What you will do: Images excepted, the data below must be repeated exactly.

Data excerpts
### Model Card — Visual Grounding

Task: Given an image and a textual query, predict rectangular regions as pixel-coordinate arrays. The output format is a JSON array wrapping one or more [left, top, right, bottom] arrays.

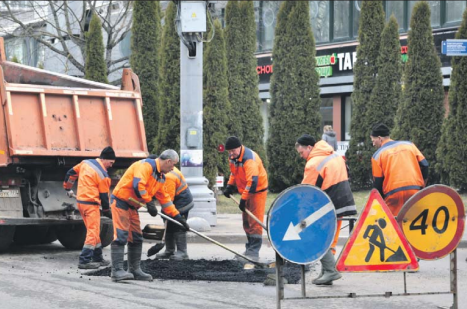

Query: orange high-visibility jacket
[[228, 146, 268, 200], [165, 167, 194, 213], [112, 158, 179, 217], [371, 139, 428, 200], [302, 140, 357, 217], [63, 159, 110, 210]]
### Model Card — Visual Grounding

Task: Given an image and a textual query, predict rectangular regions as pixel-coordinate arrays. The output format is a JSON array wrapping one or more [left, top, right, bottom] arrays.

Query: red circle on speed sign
[[396, 185, 465, 260]]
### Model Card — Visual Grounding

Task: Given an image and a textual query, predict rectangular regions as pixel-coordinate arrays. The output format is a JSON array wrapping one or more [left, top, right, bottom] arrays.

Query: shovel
[[128, 197, 273, 269], [229, 196, 267, 230], [147, 221, 167, 257]]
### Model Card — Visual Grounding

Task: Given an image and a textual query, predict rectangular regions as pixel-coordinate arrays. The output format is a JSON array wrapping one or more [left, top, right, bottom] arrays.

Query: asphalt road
[[0, 241, 465, 309]]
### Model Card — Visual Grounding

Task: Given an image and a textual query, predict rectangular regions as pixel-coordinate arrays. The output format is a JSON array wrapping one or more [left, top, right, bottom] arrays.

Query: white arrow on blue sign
[[442, 39, 467, 56], [267, 184, 337, 265]]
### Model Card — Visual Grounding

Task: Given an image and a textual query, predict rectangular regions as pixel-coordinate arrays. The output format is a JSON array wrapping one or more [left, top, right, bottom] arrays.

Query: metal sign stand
[[274, 249, 458, 309]]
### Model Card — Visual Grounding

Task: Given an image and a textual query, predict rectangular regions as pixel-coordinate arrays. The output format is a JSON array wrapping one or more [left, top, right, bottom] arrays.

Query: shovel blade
[[147, 243, 165, 257]]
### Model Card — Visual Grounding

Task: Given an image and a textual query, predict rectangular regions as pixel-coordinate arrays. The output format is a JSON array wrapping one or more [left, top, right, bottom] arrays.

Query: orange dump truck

Response below:
### Model Card — Visual Grounding

Task: Given an image and a textual query, predict rectangular regions as pixel-coordinate arrays. The output format is a JSON array wrapping one or more [left, top, right, bottom] arrays.


Query: orange high-visibility jacket
[[228, 146, 268, 200], [165, 167, 194, 213], [112, 158, 179, 217], [371, 139, 428, 200], [302, 140, 357, 217], [63, 159, 110, 210]]
### Model Card — Visual Grounding

Task: Given an image and a textual query, predict rectangular regions as pixel-coordinate arrays. The output format is a JSON array wrapping one or more [left, top, right, bottom] arrays.

Query: red circle on speed sign
[[396, 185, 465, 260]]
### Model Card — Visual Grounding

Task: Given an image and a textual query, predict rectangular regions as pixel-coordinate arrays. The output format is a JSON array wrapping one or more [left, top, right, bottom] arrays.

Query: shovel
[[128, 197, 273, 269], [229, 196, 267, 230], [147, 221, 167, 257]]
### Model Card — Visual Grounding

Task: Given an image and a textual query, predict rectangular regions as pixel-coordinate arrays. The output format is a JSON array wrapping one or more [left, top, right, bottom] arrays.

Query: asphalt road
[[0, 241, 465, 309]]
### Model Card — Visual Grounding

Task: Given an image and a textual query, predict rectangular regions as pixel-coordinate arrays. The output format is a JSON array wrapping one or more [left, top, right, bottom] arrays.

Query: white arrow on blue sign
[[442, 39, 467, 56], [267, 184, 337, 265]]
### Model Card — Visual Grounding

Task: Given an image and a textual query, predict rectangular regions as pixel-coordinate arrays. The output format is a JSON array wrapping one or more [left, top, right, bottom] arrays.

Query: metal sign stand
[[274, 249, 458, 309]]
### Model Card — Visual Grounding

Task: Given an image and a textual query, predict rectangular regions as pixel-coordinate arrays. The output format is a JSON array wrapping one or more [left, top, right, bottom] arrays.

Query: shovel blade
[[147, 243, 165, 257]]
### Model Card — Visual Grounding

Task: Given an image and a textual query, predict rectangular regions as pixel-coordinate arrays. The output format is a JSON array wrapping one or more [left, top, right, bottom] arrays.

Query: orange dump truck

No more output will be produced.